-- Start of Material for this exercise --

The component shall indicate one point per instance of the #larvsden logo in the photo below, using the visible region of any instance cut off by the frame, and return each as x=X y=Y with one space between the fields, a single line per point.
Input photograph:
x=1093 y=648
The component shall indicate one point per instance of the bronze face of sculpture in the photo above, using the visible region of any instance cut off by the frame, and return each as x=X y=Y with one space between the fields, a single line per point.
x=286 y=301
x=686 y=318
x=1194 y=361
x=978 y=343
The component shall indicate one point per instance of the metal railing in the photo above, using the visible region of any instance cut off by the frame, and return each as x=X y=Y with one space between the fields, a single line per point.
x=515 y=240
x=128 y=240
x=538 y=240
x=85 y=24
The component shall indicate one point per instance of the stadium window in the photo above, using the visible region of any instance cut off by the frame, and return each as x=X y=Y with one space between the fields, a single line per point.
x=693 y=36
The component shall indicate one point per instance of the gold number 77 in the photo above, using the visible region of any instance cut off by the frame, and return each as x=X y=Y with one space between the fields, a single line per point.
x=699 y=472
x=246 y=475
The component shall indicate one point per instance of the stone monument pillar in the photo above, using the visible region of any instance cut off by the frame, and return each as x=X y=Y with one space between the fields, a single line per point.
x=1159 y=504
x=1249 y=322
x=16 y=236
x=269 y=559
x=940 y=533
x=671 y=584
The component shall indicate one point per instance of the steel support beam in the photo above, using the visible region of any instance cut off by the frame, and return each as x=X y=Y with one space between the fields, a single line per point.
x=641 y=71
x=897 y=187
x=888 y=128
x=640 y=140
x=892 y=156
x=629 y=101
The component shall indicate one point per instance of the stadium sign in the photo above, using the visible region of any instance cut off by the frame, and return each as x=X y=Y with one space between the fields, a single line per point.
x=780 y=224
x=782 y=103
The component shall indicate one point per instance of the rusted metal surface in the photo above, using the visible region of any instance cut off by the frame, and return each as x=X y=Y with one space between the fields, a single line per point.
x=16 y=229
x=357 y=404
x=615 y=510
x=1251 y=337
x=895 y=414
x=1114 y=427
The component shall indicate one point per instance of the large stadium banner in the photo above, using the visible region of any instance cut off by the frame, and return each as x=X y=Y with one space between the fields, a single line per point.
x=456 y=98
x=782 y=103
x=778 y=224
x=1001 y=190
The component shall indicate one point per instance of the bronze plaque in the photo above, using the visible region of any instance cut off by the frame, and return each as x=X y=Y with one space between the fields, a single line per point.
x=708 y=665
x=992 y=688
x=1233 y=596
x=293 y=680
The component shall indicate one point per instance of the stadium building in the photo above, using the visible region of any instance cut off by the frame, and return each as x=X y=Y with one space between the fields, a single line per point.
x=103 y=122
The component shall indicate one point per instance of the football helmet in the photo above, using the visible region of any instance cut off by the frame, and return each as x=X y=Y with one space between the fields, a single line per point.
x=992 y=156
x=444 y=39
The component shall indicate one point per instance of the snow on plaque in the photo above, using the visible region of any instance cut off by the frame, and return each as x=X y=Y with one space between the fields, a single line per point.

-- End of Material for this exercise --
-- Start of Material for this exercise --

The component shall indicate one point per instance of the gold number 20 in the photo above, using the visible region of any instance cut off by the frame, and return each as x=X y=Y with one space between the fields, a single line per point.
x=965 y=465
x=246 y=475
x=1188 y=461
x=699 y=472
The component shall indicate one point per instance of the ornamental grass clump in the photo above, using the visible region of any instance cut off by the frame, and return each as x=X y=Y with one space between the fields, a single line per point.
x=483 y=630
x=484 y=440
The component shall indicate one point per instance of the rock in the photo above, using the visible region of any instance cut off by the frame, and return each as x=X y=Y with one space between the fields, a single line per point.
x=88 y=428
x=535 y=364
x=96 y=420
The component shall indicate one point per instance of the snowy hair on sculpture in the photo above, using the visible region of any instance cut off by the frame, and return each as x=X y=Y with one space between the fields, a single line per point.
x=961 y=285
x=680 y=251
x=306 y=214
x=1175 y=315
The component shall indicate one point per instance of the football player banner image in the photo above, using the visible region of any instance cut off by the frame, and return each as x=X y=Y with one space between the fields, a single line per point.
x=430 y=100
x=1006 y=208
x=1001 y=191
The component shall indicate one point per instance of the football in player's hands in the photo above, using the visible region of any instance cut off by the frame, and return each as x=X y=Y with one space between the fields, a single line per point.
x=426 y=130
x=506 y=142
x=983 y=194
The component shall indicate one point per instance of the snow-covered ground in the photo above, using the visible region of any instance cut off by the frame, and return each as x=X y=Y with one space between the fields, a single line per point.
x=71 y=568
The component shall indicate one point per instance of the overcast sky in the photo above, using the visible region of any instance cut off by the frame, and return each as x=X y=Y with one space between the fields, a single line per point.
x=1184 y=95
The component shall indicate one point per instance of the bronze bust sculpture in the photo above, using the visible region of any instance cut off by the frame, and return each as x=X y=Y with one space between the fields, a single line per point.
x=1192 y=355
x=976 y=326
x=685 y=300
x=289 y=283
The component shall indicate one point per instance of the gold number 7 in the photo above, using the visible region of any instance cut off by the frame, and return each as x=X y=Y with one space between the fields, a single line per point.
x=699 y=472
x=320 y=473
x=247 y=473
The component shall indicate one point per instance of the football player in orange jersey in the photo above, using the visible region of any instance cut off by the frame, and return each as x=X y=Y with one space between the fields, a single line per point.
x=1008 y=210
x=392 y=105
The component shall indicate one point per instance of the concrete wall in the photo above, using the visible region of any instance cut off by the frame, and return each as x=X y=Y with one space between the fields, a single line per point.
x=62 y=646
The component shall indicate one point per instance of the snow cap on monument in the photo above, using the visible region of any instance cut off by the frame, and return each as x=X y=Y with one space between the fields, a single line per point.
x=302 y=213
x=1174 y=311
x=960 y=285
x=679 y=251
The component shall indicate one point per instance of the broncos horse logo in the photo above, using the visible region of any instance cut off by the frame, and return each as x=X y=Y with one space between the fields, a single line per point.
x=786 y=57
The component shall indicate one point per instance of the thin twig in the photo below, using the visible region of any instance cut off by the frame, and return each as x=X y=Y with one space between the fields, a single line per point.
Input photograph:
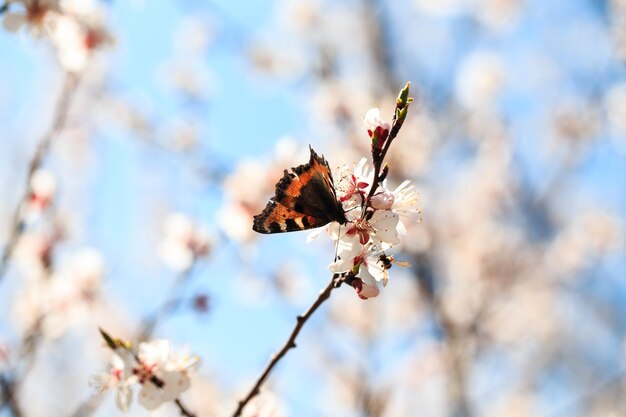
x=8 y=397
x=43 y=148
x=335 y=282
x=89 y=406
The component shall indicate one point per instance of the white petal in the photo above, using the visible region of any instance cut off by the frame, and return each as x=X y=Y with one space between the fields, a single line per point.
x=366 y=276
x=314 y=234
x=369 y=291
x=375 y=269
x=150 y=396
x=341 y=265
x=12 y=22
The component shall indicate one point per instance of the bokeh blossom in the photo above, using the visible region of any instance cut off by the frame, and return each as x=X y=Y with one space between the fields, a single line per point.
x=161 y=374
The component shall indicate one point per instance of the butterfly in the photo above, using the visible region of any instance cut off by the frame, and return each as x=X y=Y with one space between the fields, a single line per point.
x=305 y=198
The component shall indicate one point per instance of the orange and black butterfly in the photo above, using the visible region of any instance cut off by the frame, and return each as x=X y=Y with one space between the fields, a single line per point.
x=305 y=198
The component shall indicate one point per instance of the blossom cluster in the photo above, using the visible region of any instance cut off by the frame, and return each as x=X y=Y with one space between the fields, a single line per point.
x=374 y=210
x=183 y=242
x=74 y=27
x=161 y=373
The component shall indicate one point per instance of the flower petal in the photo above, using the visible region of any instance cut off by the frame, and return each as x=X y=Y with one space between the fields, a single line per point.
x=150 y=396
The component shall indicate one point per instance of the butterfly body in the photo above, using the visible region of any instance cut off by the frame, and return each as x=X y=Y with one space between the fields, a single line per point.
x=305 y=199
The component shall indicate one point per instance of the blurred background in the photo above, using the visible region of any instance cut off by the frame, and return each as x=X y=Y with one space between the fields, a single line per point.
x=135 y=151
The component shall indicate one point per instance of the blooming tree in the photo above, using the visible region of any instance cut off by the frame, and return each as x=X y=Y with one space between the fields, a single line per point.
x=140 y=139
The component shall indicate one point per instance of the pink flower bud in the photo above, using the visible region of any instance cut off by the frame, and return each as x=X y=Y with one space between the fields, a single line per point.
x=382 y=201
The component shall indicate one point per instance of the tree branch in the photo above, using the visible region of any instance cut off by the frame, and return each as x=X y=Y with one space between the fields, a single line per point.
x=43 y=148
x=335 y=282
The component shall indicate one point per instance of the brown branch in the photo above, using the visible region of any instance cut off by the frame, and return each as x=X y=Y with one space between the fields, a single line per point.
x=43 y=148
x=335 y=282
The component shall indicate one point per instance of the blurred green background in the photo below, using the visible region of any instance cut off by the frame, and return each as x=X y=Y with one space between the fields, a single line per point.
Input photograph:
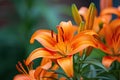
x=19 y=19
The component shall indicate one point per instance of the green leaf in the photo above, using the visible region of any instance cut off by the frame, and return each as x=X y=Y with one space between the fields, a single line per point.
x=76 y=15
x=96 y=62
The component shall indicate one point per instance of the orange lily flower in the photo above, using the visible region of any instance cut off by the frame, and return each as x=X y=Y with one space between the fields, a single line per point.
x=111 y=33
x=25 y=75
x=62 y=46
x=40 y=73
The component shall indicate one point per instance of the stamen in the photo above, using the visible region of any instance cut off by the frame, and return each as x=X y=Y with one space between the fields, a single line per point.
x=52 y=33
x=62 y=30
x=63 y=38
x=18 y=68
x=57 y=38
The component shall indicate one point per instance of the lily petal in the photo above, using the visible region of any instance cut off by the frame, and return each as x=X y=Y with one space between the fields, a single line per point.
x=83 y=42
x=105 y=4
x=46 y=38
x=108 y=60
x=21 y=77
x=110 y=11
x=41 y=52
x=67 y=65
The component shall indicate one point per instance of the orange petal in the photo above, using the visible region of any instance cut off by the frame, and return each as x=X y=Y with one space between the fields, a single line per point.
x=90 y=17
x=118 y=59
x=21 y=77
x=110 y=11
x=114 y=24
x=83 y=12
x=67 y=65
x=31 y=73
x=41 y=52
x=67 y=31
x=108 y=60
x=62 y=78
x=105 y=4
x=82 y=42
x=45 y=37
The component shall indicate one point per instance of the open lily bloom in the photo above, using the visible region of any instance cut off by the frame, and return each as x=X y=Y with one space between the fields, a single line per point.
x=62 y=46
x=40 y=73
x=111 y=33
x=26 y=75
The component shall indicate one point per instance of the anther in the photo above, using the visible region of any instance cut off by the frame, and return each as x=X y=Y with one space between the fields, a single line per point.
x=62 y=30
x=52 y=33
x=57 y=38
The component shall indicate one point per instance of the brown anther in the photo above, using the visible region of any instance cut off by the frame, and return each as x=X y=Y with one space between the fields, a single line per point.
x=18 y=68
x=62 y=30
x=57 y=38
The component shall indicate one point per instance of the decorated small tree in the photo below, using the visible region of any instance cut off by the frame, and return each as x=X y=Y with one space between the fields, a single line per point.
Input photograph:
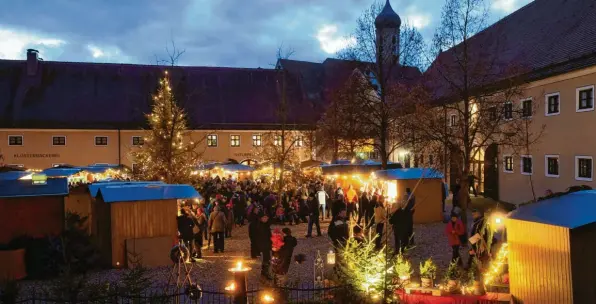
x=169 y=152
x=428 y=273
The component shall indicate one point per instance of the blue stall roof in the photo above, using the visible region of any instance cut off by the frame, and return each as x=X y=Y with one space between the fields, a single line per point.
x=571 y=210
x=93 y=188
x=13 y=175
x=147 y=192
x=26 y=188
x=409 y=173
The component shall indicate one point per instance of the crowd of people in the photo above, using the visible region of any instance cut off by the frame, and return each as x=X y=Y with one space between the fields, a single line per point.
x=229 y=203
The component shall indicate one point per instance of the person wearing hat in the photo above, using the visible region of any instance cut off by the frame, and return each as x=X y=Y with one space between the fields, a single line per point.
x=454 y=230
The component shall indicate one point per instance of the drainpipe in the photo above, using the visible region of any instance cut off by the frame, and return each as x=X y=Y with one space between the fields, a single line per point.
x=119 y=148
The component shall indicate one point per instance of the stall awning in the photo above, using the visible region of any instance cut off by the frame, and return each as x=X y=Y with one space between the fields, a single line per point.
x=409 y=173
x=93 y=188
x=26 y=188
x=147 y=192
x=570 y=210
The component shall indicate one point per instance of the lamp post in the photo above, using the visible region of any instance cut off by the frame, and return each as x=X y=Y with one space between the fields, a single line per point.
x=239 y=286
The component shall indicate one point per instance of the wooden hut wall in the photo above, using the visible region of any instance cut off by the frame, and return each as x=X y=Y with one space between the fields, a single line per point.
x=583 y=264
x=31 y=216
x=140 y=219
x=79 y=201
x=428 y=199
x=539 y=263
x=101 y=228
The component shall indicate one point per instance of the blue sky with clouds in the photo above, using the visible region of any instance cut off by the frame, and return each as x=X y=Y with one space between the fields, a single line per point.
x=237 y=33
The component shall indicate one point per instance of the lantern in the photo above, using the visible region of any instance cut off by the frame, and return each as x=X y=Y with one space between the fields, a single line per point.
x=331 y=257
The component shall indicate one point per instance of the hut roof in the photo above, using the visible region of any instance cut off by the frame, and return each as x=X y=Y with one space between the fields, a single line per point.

-- End of Material for this exercise --

Written problem
Recast the lines above, starting at the line that contains "of the #larvsden" and ending at the line that contains "x=1093 y=648", as a JSON list of strings with one string per line and no blank lines.

Written response
[
  "The component shall indicate one point per instance of the #larvsden logo in the photo below, using the visible region of any instance cut off by the frame, and return each as x=X y=Y with one space between the fields, a single line per point.",
  "Input photograph:",
  "x=1093 y=648"
]